## Excerpted text
▬▬▬▬▬▬▬▬▬▬
I have also found AFEH to be a source of support. At a particularly hard time for me I can't express how much it meant that someone out there cared enough to positively encourage me in a genuinely sincere way. For someone to say, "you're doing well, you get it" helped me more than I can really say. Like someone believed in me when I didn't believe I could do it.


----------



## AbsolutelyFree (Jan 28, 2011)

I can't recall any single, individual post that I could cite as being inspirational. 

However, my understanding of women and men and relationships has been greatly, greatly improved by the collective content of all the hundreds of posts I have read on this forum.


----------



## babyowlsrcute (May 12, 2012)

I've lurked for some time now, and just gained the courage to post. Reading these posts have been a huge inspiration to me and I feel as though they help me to reflect and become a better person
_Posted via Mobile Device_


----------



## Gaia (Apr 27, 2012)

MrK said:


> I took some advice. Not from responders, but from women talking about falling out of love with their husbands. SO MANY of them do, and so few fall back in love. And the few that do get back with their husbands act A LOT differently than my wife was. So the advice I took was to not even try. Just let her go and work on me and my happiness.
▬▬▬▬▬▬▬▬▬▬
## Material

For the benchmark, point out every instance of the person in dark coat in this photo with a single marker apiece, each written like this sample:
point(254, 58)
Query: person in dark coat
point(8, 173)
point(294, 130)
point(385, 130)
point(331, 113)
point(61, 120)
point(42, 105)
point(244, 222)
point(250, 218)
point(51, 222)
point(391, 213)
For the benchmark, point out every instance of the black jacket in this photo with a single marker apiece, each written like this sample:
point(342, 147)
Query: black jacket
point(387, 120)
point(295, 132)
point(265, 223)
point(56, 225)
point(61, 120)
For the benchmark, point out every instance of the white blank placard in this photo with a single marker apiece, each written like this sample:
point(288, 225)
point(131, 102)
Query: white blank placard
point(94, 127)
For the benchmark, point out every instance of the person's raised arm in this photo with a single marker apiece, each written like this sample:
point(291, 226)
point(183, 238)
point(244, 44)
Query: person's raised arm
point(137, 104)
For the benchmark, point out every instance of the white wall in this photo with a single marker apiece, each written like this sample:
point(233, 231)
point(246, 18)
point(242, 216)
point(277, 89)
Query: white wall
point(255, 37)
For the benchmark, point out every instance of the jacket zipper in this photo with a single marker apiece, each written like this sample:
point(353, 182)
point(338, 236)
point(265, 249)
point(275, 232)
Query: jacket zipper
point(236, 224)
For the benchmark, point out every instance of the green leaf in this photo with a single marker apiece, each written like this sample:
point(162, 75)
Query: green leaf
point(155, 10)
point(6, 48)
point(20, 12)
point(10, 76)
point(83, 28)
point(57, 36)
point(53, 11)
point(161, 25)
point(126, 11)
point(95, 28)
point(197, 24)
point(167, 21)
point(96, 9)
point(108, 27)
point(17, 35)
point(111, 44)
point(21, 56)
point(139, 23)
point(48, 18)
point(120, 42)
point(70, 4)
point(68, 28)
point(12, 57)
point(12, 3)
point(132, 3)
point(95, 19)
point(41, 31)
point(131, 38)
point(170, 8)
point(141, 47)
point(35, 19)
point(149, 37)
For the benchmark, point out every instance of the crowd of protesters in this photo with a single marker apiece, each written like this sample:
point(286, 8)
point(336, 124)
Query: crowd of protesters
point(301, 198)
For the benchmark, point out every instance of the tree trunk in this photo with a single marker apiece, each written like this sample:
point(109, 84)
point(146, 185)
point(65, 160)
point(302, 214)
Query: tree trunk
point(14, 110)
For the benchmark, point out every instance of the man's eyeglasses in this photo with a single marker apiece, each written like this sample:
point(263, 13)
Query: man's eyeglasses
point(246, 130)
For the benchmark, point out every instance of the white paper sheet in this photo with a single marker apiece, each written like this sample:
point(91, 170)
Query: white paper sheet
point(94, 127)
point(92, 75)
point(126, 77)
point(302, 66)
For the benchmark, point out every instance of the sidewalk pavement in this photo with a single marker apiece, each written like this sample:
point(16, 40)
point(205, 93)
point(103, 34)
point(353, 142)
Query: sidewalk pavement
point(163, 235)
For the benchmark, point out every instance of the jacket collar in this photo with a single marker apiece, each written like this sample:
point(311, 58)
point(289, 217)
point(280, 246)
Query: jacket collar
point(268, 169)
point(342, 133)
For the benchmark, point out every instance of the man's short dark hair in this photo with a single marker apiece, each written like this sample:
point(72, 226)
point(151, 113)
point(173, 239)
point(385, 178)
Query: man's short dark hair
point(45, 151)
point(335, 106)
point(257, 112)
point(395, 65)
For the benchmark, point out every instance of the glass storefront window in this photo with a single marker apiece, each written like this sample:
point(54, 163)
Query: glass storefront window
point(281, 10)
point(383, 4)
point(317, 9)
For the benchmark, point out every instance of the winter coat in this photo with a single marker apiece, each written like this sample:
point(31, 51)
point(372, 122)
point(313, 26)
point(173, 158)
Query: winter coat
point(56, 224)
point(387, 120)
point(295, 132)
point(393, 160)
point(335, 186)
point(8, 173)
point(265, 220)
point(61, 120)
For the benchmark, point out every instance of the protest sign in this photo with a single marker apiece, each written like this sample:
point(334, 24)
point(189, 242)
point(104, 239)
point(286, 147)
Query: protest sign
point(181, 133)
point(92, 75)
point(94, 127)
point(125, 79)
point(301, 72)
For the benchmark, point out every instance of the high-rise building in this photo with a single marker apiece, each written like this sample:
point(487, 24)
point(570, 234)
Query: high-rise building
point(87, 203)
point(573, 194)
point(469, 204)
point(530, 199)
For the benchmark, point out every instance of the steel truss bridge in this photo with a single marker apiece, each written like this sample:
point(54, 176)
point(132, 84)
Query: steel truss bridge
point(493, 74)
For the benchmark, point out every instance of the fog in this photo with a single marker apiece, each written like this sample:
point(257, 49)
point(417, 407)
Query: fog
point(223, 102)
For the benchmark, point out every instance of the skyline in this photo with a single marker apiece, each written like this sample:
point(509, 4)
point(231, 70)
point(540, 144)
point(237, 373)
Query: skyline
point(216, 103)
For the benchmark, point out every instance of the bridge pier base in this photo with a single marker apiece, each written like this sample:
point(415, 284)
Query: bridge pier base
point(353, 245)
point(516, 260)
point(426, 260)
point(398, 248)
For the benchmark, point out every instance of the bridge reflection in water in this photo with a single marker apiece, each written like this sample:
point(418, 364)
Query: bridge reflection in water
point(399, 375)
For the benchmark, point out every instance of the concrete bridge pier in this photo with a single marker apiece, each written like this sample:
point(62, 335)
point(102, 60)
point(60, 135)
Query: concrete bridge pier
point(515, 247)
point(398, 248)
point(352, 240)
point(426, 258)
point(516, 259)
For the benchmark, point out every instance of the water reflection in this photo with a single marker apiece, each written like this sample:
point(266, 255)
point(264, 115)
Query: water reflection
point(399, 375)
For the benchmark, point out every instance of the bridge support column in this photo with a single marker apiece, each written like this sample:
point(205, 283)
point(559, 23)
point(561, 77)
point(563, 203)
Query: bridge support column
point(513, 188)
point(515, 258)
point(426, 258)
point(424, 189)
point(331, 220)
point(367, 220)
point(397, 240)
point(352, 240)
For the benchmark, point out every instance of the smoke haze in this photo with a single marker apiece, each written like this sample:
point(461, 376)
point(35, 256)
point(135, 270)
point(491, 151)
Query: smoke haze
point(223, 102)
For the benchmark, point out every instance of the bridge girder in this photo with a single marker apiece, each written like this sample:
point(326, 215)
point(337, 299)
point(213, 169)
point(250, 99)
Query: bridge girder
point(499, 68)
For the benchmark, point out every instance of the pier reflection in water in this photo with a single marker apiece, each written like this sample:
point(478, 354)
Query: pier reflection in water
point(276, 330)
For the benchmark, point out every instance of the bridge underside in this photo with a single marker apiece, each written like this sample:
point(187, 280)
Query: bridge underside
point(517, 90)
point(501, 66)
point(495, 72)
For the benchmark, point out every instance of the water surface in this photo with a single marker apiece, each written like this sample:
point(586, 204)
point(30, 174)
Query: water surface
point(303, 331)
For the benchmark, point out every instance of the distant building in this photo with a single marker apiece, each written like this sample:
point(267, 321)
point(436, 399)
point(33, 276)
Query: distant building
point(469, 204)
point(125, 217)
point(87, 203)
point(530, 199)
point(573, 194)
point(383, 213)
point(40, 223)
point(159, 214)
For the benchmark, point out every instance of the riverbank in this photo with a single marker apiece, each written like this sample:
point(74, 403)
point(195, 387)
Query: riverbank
▬▬▬▬▬▬▬▬▬▬
## Tasks to complete
1/ Quote the stretch of the forum excerpt from "## babyowlsrcute (May" through "(Apr 27, 2012)".
2/ Print the stretch of rows from the line containing "For the benchmark, point out every instance of the black" through the line containing "point(236, 224)".
The forum excerpt and the rows are unrelated material.

## Full answers
1/
## babyowlsrcute (May 12, 2012)

I've lurked for some time now, and just gained the courage to post. Reading these posts have been a huge inspiration to me and I feel as though they help me to reflect and become a better person
_Posted via Mobile Device_


----------



## Gaia (Apr 27, 2012)

2/
For the benchmark, point out every instance of the black jacket in this photo with a single marker apiece, each written like this sample:
point(342, 147)
Query: black jacket
point(387, 120)
point(295, 132)
point(265, 223)
point(56, 225)
point(61, 120)
For the benchmark, point out every instance of the white blank placard in this photo with a single marker apiece, each written like this sample:
point(288, 225)
point(131, 102)
Query: white blank placard
point(94, 127)
For the benchmark, point out every instance of the person's raised arm in this photo with a single marker apiece, each written like this sample:
point(291, 226)
point(183, 238)
point(244, 44)
Query: person's raised arm
point(137, 104)
For the benchmark, point out every instance of the white wall in this photo with a single marker apiece, each written like this sample:
point(233, 231)
point(246, 18)
point(242, 216)
point(277, 89)
Query: white wall
point(255, 37)
For the benchmark, point out every instance of the jacket zipper in this photo with a single marker apiece, each written like this sample:
point(353, 182)
point(338, 236)
point(265, 249)
point(275, 232)
Query: jacket zipper
point(236, 224)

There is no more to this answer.